Exercise directions:
Pick out every line of the items below that contains the word "white", and copy each of those lines in full.
-- Start --
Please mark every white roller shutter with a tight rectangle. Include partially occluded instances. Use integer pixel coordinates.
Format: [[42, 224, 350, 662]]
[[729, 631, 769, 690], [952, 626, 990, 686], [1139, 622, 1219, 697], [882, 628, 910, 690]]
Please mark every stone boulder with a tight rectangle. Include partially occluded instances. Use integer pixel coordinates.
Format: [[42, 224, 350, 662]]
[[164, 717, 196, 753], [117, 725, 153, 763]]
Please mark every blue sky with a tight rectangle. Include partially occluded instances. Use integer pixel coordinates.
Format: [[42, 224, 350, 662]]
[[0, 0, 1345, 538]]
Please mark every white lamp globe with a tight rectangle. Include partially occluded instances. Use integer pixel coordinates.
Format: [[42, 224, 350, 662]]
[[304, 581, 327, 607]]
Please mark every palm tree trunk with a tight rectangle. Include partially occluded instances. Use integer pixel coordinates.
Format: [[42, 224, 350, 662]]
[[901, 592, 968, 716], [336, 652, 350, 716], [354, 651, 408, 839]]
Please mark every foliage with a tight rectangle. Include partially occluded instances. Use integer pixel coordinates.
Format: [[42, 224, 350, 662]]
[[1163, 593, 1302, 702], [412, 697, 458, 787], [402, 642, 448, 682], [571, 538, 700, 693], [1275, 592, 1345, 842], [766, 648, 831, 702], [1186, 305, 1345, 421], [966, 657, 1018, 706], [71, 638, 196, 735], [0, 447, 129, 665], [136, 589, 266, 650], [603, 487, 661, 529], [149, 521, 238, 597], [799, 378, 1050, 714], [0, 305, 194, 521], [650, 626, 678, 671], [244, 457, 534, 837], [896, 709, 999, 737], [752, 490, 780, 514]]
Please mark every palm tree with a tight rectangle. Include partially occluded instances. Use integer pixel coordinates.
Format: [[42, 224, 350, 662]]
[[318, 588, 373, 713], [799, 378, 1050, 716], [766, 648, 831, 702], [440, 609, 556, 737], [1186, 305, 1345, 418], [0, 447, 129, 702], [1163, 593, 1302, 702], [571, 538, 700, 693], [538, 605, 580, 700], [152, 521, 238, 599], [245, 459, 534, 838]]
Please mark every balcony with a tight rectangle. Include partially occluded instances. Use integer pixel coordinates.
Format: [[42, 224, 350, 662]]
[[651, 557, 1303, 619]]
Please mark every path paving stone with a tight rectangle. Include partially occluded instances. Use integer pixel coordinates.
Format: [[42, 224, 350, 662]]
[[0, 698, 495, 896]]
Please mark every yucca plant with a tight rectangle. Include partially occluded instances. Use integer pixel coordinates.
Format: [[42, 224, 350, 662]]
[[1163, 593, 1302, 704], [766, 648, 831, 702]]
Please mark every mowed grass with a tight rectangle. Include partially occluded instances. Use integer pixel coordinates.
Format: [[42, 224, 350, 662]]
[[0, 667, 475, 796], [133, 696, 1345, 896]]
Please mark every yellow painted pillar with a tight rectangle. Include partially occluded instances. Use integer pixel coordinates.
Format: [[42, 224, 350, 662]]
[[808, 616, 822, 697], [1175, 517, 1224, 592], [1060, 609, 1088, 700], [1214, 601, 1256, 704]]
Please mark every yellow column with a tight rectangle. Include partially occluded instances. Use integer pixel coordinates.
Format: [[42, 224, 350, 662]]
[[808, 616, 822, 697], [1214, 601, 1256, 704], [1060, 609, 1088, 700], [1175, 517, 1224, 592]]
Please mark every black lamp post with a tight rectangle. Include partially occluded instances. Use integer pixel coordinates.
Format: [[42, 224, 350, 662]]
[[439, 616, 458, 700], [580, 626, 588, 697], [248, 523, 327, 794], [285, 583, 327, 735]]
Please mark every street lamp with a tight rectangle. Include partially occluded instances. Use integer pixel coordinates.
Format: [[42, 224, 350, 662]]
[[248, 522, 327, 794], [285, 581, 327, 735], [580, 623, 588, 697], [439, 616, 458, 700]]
-- End --
The solution:
Please mark every white roller shutter with a tight rectangle. Include partially occluded instances. Use integer pixel coordinates.
Please mark every white lamp globe with a tight rectangle. Include partially occluded instances. Use integer pixel coordinates.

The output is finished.